begin MATERIAL

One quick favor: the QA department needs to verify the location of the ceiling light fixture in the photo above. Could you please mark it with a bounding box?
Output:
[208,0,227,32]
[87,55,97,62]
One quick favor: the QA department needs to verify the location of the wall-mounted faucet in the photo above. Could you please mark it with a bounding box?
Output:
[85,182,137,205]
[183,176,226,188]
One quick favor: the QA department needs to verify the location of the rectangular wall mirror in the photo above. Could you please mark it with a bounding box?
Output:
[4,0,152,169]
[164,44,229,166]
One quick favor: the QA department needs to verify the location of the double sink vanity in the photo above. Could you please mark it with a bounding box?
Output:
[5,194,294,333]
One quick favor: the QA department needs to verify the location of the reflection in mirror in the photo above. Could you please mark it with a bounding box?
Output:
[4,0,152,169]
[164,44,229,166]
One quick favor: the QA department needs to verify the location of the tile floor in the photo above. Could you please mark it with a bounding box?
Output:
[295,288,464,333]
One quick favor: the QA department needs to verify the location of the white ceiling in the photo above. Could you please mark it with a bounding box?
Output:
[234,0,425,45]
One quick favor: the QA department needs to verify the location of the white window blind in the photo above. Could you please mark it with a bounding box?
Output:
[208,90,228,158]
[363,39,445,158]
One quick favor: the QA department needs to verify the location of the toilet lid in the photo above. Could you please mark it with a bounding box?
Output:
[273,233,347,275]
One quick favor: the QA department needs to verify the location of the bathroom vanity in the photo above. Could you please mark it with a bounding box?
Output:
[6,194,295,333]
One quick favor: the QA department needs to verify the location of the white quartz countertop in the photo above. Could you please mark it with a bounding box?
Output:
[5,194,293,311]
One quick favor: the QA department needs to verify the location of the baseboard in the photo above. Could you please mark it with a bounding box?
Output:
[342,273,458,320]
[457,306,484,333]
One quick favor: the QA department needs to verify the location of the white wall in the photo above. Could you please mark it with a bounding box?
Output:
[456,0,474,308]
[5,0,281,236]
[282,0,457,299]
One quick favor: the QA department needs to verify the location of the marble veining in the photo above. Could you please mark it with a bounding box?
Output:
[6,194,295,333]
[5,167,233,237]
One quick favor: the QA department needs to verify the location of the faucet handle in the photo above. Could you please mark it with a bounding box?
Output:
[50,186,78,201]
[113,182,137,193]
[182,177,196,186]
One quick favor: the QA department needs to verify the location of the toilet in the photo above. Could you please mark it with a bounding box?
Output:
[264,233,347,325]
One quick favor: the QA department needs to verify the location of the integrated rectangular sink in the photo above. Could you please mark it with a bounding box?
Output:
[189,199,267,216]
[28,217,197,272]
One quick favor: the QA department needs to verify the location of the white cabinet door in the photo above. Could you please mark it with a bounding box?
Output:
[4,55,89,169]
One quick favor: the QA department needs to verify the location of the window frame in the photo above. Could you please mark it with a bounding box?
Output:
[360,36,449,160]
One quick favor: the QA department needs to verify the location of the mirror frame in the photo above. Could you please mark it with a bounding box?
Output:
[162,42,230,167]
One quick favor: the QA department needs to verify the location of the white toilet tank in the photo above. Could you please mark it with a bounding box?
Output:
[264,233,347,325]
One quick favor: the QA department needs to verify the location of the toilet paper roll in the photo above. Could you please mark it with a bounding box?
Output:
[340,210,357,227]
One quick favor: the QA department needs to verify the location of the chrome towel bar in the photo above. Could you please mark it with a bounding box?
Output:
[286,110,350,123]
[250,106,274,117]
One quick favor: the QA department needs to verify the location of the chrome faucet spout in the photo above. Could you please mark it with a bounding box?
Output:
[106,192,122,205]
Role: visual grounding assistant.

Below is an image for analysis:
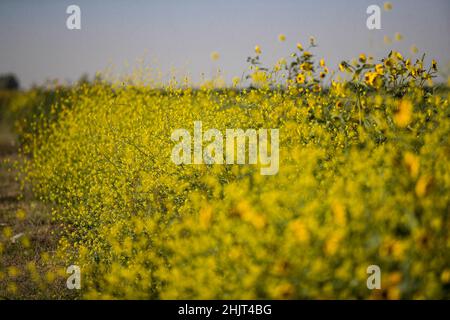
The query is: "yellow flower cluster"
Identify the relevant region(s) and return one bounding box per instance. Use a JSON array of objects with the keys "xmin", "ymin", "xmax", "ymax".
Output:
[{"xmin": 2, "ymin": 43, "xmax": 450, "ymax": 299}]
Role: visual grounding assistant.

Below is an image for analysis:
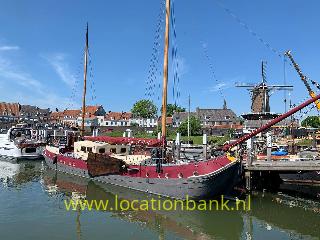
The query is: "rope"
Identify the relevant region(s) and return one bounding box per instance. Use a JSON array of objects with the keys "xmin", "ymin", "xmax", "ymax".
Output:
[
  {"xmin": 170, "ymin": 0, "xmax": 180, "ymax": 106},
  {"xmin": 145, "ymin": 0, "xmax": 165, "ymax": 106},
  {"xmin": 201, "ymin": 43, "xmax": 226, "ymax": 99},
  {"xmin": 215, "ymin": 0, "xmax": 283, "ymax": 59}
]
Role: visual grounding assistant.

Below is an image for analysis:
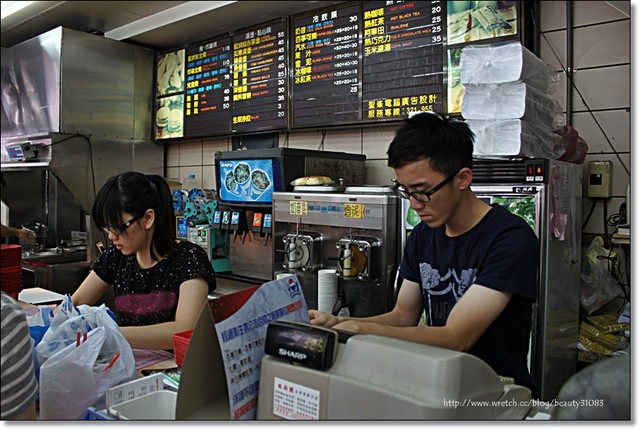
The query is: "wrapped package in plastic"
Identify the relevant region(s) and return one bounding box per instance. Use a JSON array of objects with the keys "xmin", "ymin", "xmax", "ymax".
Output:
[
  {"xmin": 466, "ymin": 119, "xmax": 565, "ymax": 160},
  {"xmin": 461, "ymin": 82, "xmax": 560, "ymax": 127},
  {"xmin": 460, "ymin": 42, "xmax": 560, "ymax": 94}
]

end MATERIAL
begin MATERIAL

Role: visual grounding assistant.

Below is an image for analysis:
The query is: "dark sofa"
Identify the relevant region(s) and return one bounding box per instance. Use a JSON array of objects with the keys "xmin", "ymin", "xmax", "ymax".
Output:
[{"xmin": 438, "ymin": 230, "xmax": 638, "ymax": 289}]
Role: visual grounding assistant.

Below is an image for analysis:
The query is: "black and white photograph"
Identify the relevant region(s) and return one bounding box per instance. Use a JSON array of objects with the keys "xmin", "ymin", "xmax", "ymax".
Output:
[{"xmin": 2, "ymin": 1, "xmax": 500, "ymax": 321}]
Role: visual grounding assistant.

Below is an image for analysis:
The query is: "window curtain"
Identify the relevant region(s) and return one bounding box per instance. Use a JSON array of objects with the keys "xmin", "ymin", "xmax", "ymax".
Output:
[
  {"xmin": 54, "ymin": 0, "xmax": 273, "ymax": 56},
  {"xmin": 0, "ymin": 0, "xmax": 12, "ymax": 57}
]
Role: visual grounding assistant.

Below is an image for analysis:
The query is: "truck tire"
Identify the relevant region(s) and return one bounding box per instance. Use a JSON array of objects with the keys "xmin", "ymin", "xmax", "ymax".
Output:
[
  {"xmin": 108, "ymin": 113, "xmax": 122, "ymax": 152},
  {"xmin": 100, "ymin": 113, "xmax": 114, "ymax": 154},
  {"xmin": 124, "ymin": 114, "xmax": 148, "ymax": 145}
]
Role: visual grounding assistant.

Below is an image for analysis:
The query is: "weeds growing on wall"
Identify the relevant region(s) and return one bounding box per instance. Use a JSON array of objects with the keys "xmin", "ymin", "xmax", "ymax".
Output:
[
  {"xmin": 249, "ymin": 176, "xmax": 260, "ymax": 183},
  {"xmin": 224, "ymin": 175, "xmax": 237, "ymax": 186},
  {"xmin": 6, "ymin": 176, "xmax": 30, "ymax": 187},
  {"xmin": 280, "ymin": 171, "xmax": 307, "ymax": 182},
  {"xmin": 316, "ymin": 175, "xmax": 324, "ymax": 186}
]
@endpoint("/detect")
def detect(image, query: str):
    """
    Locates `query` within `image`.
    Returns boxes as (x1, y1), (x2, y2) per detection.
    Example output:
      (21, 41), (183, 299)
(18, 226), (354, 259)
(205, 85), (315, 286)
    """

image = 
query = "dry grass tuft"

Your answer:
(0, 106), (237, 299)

end MATERIAL

• **SHORT EXERCISE**:
Give the lines of the material that run from the line containing "the chrome faucet" through the line containing "[106,192,122,205]", both included, as a JSON list of strings with one string per line and blank lines omitted.

• **REPLY TO THE EXERCISE**:
[
  "One quick favor: the QA department needs to verify the location of the chrome faucet spout in the photo above. Could you please mark it with a bounding box?",
  "Output:",
  "[106,192,122,205]"
]